| Direction |
Every line from the one with "one marker per instance, written like [318,288]" through the final line must be written out exactly, and no other line; omit the pictures.

┏━━

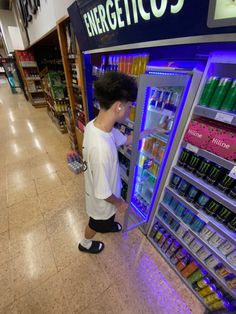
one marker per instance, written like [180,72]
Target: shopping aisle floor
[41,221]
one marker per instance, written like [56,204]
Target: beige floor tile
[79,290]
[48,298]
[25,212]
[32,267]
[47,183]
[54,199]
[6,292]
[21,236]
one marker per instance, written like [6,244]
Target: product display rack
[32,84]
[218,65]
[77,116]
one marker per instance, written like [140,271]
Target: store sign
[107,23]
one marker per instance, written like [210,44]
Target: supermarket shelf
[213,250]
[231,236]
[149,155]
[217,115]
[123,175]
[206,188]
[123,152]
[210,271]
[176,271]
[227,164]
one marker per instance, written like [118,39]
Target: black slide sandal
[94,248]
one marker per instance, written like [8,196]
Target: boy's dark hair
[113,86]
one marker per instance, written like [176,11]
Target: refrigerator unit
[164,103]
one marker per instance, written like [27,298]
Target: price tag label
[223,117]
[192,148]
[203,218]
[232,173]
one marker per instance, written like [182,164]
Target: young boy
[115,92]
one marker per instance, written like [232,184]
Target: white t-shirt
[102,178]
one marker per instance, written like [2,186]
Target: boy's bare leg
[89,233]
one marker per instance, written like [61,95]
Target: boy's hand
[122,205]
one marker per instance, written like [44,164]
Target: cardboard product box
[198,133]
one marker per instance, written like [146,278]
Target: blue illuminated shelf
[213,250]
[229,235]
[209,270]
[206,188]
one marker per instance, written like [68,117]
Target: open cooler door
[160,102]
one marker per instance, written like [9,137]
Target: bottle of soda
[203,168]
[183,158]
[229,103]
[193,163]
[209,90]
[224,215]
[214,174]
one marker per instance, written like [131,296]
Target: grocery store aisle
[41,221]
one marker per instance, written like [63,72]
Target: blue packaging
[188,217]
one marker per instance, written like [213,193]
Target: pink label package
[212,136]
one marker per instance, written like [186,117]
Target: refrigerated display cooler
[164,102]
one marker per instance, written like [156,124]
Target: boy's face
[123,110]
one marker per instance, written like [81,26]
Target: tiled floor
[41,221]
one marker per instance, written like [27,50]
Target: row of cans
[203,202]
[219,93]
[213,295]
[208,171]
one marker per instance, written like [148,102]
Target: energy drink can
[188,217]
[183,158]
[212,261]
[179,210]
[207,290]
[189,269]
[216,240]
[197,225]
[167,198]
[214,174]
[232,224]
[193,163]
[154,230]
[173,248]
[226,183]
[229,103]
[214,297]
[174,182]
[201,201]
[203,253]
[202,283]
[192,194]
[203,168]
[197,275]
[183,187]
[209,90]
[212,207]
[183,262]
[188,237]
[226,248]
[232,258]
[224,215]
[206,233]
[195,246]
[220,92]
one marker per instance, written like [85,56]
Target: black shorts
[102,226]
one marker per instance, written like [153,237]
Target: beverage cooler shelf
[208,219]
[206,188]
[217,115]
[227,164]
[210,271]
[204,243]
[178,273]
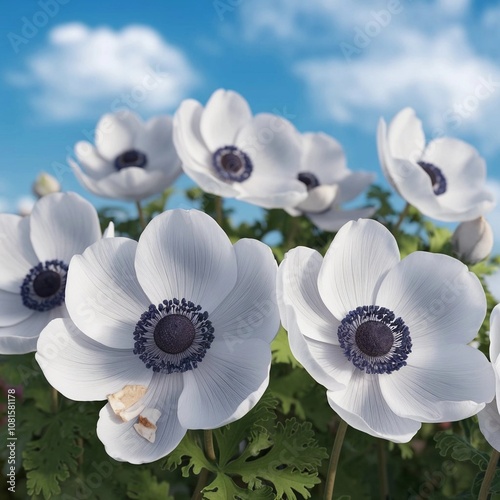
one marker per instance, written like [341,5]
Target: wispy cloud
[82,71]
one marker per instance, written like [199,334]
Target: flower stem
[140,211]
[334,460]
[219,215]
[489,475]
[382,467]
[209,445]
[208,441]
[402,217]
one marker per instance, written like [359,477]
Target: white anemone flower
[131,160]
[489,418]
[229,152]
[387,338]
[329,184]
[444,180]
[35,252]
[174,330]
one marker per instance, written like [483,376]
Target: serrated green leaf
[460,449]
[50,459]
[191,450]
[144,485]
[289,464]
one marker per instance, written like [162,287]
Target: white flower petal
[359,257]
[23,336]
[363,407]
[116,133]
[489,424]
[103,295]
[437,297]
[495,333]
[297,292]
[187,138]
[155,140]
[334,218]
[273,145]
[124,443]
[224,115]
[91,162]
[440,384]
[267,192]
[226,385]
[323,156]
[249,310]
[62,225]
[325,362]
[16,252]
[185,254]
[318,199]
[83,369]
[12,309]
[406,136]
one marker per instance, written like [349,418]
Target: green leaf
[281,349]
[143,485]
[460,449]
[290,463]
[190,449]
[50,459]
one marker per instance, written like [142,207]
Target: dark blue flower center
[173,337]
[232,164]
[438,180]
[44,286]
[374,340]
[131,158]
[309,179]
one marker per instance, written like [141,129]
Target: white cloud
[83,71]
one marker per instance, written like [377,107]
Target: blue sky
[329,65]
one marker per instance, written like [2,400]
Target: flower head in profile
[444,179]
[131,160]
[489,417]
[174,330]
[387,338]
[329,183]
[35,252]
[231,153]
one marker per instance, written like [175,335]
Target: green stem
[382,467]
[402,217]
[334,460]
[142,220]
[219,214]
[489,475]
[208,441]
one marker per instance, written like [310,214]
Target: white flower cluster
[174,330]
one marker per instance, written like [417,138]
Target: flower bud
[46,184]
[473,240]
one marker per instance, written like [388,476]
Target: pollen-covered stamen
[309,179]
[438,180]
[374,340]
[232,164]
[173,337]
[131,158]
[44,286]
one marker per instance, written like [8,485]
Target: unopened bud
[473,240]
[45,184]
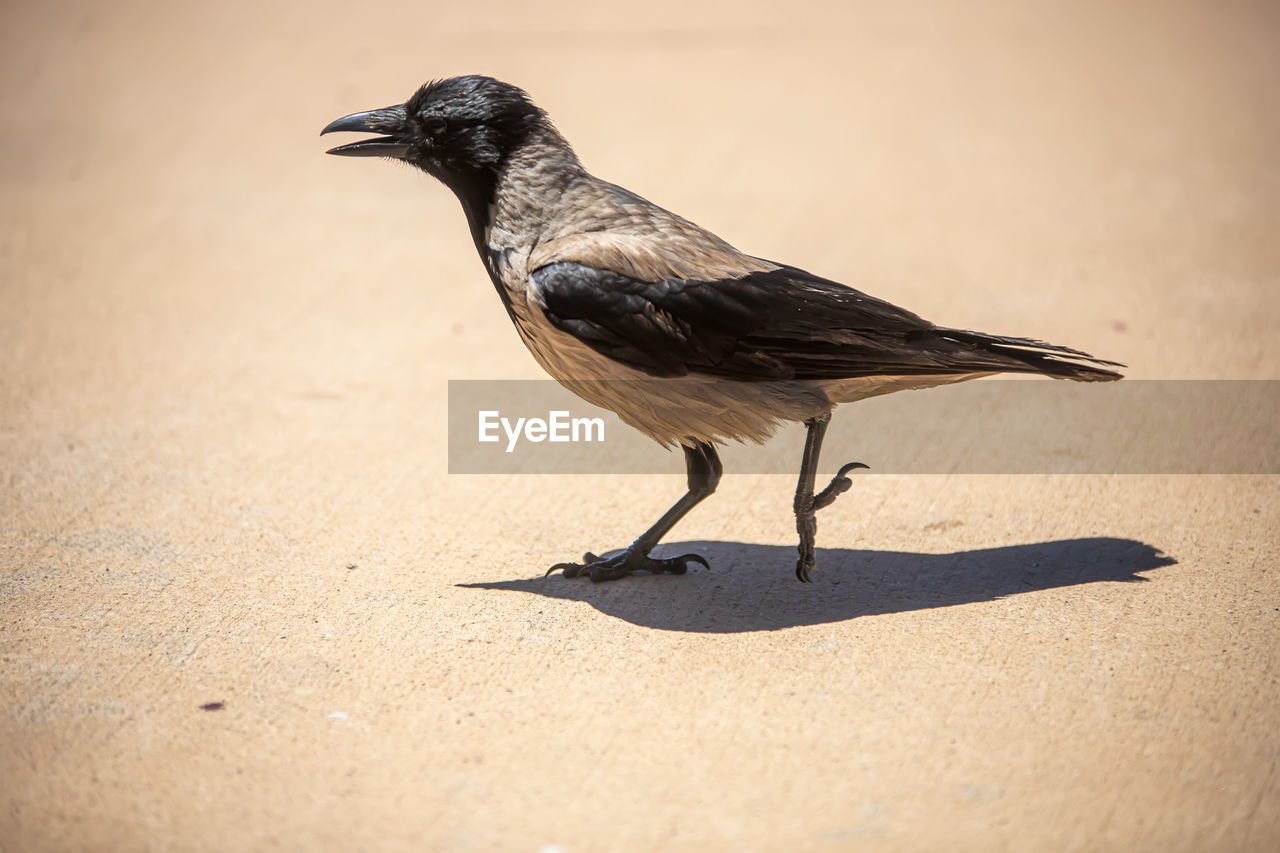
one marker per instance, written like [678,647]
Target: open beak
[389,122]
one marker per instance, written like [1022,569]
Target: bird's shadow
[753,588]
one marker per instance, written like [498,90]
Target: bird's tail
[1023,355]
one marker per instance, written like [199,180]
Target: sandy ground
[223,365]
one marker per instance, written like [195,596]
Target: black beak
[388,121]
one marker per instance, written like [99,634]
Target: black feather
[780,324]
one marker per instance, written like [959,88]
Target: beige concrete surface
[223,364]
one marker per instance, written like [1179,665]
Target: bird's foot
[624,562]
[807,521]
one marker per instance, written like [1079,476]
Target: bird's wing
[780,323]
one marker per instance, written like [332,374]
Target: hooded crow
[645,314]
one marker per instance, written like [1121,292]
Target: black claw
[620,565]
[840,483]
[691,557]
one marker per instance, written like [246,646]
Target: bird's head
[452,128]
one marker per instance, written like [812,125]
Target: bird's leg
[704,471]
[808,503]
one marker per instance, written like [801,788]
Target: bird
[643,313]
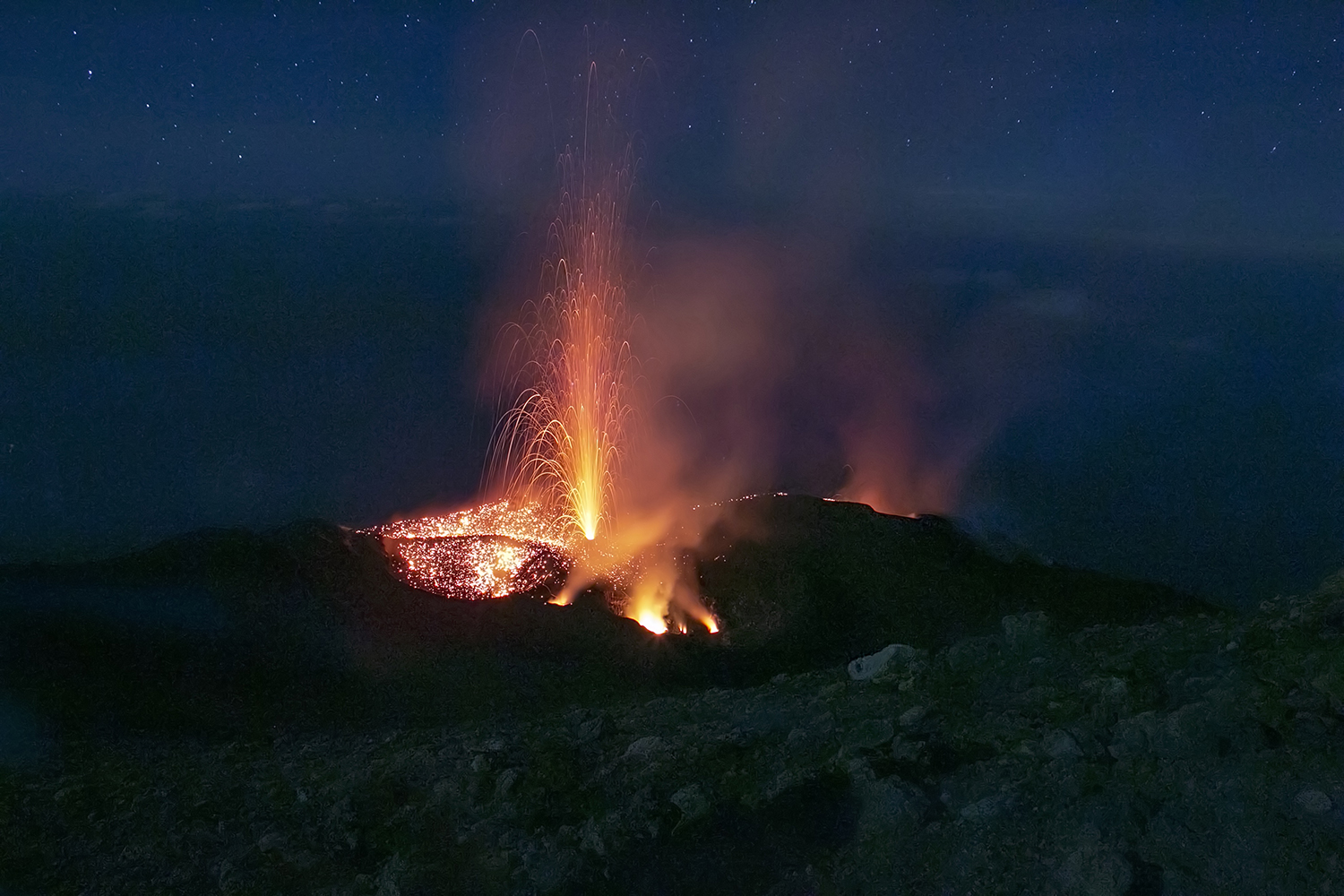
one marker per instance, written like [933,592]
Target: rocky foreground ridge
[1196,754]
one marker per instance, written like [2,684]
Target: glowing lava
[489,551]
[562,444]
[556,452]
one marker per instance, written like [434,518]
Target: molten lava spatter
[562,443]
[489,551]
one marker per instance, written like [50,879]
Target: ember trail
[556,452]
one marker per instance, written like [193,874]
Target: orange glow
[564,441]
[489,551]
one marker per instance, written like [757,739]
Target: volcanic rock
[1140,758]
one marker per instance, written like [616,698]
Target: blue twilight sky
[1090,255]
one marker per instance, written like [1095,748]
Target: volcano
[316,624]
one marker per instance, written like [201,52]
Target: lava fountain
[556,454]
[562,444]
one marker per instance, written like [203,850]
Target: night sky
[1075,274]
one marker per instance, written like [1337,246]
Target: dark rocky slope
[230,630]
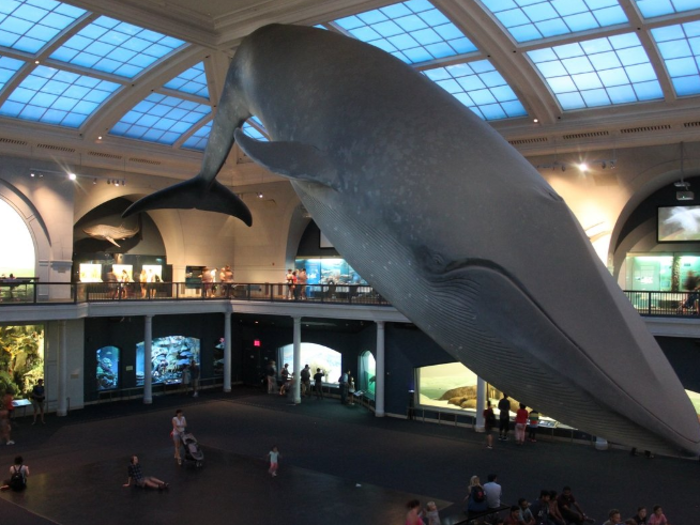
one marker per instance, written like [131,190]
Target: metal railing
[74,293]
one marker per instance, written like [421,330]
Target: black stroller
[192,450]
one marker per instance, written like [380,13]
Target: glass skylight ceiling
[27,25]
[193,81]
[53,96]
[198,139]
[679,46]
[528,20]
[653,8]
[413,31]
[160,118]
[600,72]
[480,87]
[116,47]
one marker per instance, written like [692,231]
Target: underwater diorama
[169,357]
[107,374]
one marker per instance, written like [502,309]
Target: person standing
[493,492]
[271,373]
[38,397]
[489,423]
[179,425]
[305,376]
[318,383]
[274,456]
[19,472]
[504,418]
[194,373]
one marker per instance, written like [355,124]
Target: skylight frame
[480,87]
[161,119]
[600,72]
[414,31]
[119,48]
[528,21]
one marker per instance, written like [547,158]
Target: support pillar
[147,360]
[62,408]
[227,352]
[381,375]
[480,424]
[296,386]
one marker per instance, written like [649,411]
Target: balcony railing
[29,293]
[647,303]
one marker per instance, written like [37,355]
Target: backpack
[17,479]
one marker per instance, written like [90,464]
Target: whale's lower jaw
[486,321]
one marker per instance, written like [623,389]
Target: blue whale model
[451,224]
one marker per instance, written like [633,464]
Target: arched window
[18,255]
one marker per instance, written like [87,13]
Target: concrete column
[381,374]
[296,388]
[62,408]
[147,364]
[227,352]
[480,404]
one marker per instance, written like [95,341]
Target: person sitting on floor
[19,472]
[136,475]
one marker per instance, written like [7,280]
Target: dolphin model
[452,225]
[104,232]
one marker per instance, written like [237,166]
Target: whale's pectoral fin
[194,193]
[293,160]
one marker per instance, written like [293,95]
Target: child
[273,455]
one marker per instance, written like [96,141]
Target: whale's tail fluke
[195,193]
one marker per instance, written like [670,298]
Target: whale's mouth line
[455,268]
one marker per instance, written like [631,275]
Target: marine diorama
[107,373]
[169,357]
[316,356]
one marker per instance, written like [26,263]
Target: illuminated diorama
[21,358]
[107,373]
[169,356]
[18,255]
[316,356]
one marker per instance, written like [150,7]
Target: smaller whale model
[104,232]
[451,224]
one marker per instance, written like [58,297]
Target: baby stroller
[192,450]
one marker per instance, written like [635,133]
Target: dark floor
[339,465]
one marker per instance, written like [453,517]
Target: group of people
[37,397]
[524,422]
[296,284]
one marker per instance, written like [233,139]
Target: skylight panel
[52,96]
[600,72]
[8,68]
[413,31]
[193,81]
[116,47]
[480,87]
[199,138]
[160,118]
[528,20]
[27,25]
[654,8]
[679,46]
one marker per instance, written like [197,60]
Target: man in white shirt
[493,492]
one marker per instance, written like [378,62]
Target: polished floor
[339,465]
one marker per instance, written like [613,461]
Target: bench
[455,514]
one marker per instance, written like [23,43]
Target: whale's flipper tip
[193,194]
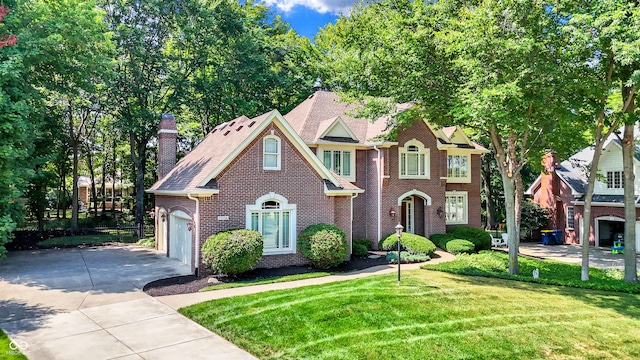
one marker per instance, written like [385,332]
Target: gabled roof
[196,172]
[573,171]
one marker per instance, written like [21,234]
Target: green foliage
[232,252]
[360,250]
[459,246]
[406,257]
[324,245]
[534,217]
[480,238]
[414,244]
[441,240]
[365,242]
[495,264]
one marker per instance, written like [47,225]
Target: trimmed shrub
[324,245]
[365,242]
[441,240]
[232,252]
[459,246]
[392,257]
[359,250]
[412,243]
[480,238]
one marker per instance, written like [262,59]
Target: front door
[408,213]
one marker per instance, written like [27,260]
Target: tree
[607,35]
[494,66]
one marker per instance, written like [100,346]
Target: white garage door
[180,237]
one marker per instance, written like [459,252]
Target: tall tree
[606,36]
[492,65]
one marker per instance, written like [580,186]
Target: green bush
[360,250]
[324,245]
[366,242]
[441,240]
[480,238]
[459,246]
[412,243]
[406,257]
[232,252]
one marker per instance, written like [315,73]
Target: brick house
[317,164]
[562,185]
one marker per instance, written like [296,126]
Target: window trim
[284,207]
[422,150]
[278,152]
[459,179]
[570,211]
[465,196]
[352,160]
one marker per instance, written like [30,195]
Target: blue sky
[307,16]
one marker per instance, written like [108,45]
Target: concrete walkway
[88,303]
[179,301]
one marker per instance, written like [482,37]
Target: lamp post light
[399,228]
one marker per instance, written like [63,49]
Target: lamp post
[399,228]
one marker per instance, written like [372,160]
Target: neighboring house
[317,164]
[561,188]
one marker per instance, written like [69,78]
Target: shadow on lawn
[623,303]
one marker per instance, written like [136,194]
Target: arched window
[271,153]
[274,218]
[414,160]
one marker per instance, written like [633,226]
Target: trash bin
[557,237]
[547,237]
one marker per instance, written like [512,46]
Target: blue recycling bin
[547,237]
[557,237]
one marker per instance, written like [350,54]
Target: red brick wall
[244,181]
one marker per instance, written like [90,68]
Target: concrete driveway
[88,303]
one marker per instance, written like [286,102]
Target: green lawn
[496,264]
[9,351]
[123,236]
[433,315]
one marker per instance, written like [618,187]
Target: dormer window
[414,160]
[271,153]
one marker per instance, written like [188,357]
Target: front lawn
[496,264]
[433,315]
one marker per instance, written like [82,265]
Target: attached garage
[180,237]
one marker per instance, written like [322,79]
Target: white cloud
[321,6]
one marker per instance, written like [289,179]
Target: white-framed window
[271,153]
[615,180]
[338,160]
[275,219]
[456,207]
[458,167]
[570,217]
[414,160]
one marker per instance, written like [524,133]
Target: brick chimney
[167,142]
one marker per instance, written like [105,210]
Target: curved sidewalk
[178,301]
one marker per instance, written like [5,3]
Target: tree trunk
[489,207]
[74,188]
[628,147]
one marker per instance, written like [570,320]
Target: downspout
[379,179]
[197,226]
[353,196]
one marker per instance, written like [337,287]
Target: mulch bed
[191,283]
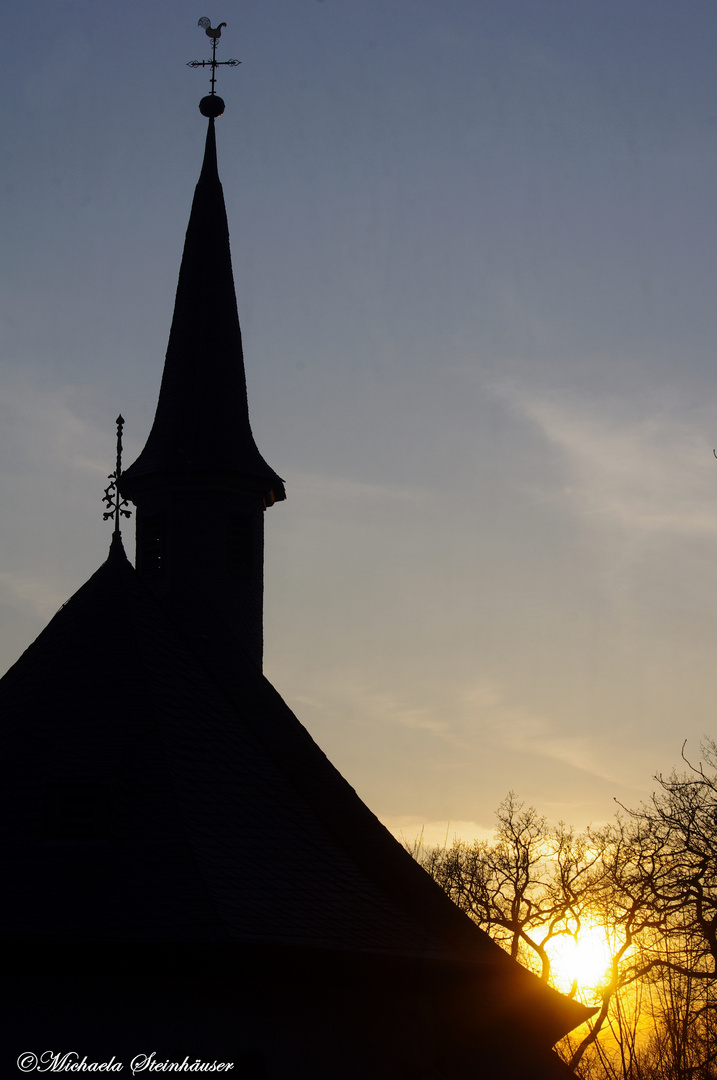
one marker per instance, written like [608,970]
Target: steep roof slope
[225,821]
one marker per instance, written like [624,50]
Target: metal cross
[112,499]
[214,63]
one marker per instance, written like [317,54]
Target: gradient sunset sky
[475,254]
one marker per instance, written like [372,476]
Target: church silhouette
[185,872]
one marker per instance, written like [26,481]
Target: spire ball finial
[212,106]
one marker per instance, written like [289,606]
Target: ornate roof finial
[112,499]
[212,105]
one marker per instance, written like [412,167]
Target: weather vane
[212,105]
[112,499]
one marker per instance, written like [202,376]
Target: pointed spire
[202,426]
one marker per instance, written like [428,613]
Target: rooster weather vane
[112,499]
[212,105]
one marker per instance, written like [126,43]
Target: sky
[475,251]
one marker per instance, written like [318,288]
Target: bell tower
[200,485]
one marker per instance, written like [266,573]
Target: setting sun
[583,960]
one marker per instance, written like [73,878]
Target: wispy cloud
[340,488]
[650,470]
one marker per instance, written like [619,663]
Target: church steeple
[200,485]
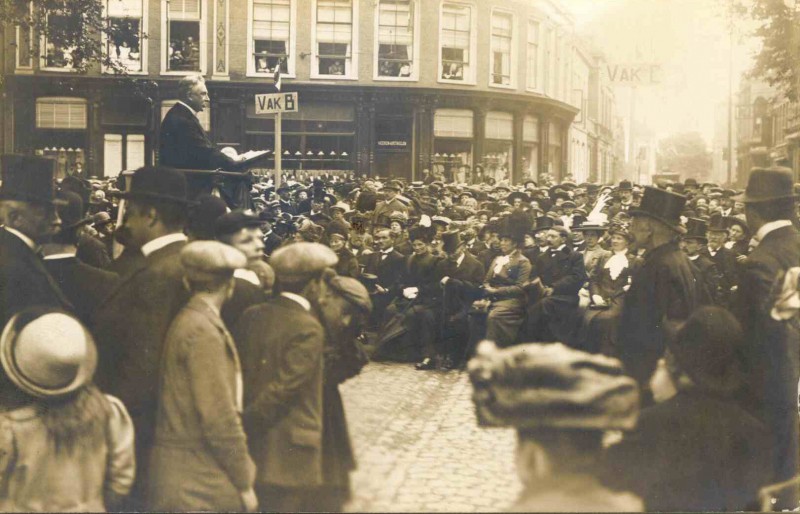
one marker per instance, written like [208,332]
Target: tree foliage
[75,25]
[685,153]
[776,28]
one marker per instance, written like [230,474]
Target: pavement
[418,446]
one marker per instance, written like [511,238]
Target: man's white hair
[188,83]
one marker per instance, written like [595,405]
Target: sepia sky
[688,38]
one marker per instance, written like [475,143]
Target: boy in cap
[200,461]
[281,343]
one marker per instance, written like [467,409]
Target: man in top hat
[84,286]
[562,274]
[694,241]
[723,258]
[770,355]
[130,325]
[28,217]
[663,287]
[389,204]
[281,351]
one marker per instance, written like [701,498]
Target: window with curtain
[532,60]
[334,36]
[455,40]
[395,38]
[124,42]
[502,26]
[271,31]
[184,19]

┗━━

| Solution for this exercise |
one marker per instance, written like [318,288]
Target: bell tower
[200,485]
one marker per instance, written like [266,573]
Target: setting sun
[583,960]
one marker per instance, written like [73,878]
Target: wispy cloud
[340,488]
[650,470]
one marker per instance, written like [619,663]
Target: church steeple
[200,485]
one marker per instance, written like [208,332]
Target: tree foliage
[75,25]
[685,153]
[776,28]
one marker per instance, written like [230,474]
Target: pavement
[418,446]
one marker per instance, written like [511,238]
Target: man's white hair
[188,83]
one marker per instance, written like [595,405]
Target: sepia sky
[688,38]
one marker per instance, written like [475,143]
Target: boy in cap
[200,461]
[281,343]
one marker per instance, written like [467,409]
Target: man in top hat
[84,286]
[562,274]
[694,241]
[723,258]
[770,355]
[130,325]
[28,217]
[663,287]
[389,204]
[281,351]
one marker per instance, written like [701,498]
Target: window with curtain
[532,60]
[334,36]
[455,40]
[395,38]
[124,42]
[502,26]
[271,31]
[184,19]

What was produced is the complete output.